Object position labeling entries
★ ★ ★ ★ ★
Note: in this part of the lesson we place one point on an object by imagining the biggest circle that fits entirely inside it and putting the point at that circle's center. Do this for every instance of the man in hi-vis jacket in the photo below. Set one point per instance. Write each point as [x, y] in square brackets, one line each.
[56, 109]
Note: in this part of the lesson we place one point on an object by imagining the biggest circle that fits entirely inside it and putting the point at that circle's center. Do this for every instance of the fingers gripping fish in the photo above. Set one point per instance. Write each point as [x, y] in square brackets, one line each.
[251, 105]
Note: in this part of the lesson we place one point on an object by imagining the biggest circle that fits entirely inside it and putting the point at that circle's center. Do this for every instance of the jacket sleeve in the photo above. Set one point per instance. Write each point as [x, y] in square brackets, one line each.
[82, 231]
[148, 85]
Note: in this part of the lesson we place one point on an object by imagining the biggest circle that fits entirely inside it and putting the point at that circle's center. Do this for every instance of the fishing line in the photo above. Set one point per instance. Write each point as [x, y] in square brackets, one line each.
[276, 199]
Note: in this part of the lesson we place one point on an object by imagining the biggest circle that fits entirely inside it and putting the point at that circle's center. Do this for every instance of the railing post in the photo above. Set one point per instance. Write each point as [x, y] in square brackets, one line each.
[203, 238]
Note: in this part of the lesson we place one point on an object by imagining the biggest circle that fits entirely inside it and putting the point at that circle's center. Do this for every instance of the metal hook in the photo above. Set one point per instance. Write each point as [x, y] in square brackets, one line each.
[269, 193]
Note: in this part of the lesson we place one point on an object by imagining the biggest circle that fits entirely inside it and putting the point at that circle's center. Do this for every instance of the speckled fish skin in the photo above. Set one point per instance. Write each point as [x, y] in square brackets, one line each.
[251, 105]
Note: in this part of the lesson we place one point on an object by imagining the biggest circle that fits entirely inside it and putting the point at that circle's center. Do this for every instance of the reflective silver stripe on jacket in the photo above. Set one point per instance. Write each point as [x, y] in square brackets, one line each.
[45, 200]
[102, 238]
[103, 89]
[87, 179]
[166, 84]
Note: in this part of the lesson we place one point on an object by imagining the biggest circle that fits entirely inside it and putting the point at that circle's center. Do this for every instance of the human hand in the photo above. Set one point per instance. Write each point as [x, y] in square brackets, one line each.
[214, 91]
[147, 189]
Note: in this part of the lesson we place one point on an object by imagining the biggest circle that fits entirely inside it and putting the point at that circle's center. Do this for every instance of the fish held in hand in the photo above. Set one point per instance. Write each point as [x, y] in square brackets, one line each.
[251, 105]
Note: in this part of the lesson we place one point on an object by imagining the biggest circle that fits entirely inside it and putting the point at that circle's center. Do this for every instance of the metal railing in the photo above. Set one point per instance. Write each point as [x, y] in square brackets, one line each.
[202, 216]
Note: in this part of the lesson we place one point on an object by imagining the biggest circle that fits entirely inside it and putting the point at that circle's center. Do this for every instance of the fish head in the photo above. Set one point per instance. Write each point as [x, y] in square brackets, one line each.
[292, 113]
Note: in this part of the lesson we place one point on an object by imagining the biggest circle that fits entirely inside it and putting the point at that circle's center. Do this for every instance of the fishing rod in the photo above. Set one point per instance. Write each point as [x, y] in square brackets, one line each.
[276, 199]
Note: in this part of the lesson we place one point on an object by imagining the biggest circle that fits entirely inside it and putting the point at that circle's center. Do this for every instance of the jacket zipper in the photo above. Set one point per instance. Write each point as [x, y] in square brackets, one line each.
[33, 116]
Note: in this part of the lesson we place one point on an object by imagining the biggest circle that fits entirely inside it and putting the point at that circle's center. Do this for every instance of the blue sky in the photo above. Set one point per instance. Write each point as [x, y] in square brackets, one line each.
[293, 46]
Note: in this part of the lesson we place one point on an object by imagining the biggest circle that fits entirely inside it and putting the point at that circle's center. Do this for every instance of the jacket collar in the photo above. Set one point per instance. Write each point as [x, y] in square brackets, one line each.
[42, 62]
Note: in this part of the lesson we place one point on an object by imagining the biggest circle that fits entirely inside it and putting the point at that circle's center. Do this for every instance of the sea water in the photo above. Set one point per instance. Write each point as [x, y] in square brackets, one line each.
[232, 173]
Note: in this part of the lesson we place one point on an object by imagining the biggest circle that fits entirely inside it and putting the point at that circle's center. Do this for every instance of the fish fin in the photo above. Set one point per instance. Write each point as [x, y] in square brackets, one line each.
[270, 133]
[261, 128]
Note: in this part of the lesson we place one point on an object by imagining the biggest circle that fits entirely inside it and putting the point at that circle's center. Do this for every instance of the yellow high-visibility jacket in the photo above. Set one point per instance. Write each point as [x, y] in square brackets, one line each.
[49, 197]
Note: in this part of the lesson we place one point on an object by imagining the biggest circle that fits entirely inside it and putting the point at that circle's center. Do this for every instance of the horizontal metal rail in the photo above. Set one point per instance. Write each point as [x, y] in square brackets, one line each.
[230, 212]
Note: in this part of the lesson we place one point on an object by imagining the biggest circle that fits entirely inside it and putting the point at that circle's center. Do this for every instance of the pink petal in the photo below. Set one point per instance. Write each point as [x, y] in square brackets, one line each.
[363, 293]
★ ★ ★ ★ ★
_GIVEN REQUEST_
Return all of the data word for word.

_FINAL RESULT_
Note: in this part of the lesson we place one point on an object by imagining the biggest circle that fits entirely inside it and putting the point at that circle's center. Do this for every instance of the man in hi-vis jacket in the photo below. Set one point per instance. Write each point as [x, y] in square brackets, one line each.
[56, 109]
Note: in this part of the lesson we place one point on an object by imagining the biggest circle that fits entirely inside it and putting the point at that circle's center. Do this for every instance of the fingers gripping fish in the photo above. Set one point per instance. Write each point as [x, y] in square brackets, one line each.
[251, 105]
Note: in this part of the lesson we place one point on an object by imagining the biggest circle that fits entirely inside it and putting the point at that circle's center. Do this for every instance of the jacket sleeve in the photo above. Set one point per instance. Write each point as [x, y] in square brackets, one line each.
[82, 231]
[148, 85]
Note: in this part of the lesson we place one point on an object by imagining the biggest circle that fits entirely inside it and putting the point at that circle's center. Do this for every instance of the fishing line in the photo above. Set one point per instance. Write each point as [x, y] in square brackets, one line each.
[276, 199]
Note: in this part of the lesson we place one point on an object by imagining the biggest circle that fits entirely inside it and putting the point at that circle's center. Do this for every instance of the railing post in the photo above. Set one point per instance. Write each point as [x, y] in square brackets, one line each.
[203, 238]
Note: in this part of the lesson we place one point on an object by imagining the biggest circle that fits entirely inside it and putting the point at that circle's center. Do this for every instance of the metal hook in the photo above. Set one point per instance. Write each point as [x, y] in square brackets, one line each.
[269, 193]
Note: in this part of the lesson we place one point on an object by imagining the biggest circle that fits entirely inside it and putting the point at that circle's center. Do this for every instance of the speckled fish skin in the photo above. Set one point per instance. Write each point as [x, y] in square brackets, one line each.
[251, 105]
Note: in this part of the lesson we place one point on an object by imagining the biggest circle that fits entirely inside it and putting the point at that circle's center. Do this for every instance of the reflective silver stripe on jacket in the photo above. Set one point per instance. Write each point as [x, y] in square brackets, one line each.
[45, 200]
[102, 238]
[103, 89]
[87, 179]
[166, 84]
Note: in this part of the lesson we place one point on an object by imagining the biggest circle that fits entirely inside it and putting the point at that circle's center. Do this for every instance of the human hand in the photo above. Set one point per instance. Write each point as [x, y] in square brackets, one line each.
[214, 91]
[147, 189]
Note: in this part of the lesson we place one point on an object by imagining the biggest circle that fits entirely inside it and putting the point at that circle's center. Do this for every instance of the fish held in hand in the photo above. Set one point per instance. Write each point as [x, y] in square brackets, one line each.
[251, 105]
Note: in this part of the lesson we place one point on an object by imagining the biggest circle that fits entirely inside it and putting the point at that circle's center. Do this for every instance of the metal railing in the photo above. Set one point per instance. Write each point as [x, y] in square brackets, one line each.
[202, 216]
Note: in this part of the lesson we place one point on an object by imagining the biggest circle that fits entirely inside it and putting the point at that circle's center. Do this for every instance of the fish head in the photo above. Set one point per instance. Write each point as [x, y] in square brackets, one line each.
[292, 113]
Note: in this part of the lesson we place one point on an object by imagining the biggest circle that fits entirely inside it and putting the point at that circle's center. Do this for every instance of the fishing rod in the photo above. Set one point per instance. Write each point as [x, y] in square brackets, one line each.
[276, 199]
Note: in this part of the lesson we place one point on an object by imagining the biggest circle that fits entirely inside it and putting the point at that circle's center. Do this for every instance of the jacket zipper in the photo above. Set one point per instance. Write each point as [x, y] in square brackets, one line each.
[33, 116]
Note: in this part of the lesson we place one point on an object by imagining the biggest circle that fits entirely inside it and putting the point at that circle's center. Do this for every instance of the blue sky in the photo above. Set one point per instance. Write each point as [x, y] in square brackets, one line each.
[293, 46]
Note: in this part of the lesson we place one point on an object by imagining the biggest circle that fits entirely inside it and putting the point at that circle's center. Do this for every instance of the jacket collar in the photo above. Set one point per instance. Write each point as [x, y] in square brackets, one line each.
[42, 62]
Note: in this part of the lesson we place one point on an object by imagining the biggest circle that fits entirely inside it and putting the point at that circle's center. Do this for every instance of the sea water in the photo above. Set one point per instance. Write each point as [x, y] in square brackets, one line each.
[232, 173]
Note: in this part of the lesson we place one point on an object by imagining the biggest circle that fits entirely inside it and putting the point at that circle's center. Do this for every instance of the fish fin in the photo above. Set one point per instance. Write each point as [x, y] in square brackets, one line each.
[270, 133]
[261, 128]
Note: in this part of the lesson we place one point on an object by imagining the biggest circle that fits entirely inside it and putting the point at that circle's center. Do this for every instance of the yellow high-visibility jacket in the photo above. Set one point per instance. Write each point as [x, y] in square brackets, one line each.
[49, 197]
Note: in this part of the lesson we place one point on an object by imagining the biggest circle that fits entirely inside it and putting the point at that circle's center. Do this for every instance of the horizontal metal rail in the photo above. Set one point per instance. Write each point as [x, y] in square brackets, one line each.
[230, 212]
Note: in this part of the lesson we place one point on an object by imagining the biggest circle that fits entirely inside it and putting the point at that circle's center. Do this for every instance of the pink petal in the photo below. Set one point per instance. Write each point as [x, y] in square brackets, one line each.
[363, 293]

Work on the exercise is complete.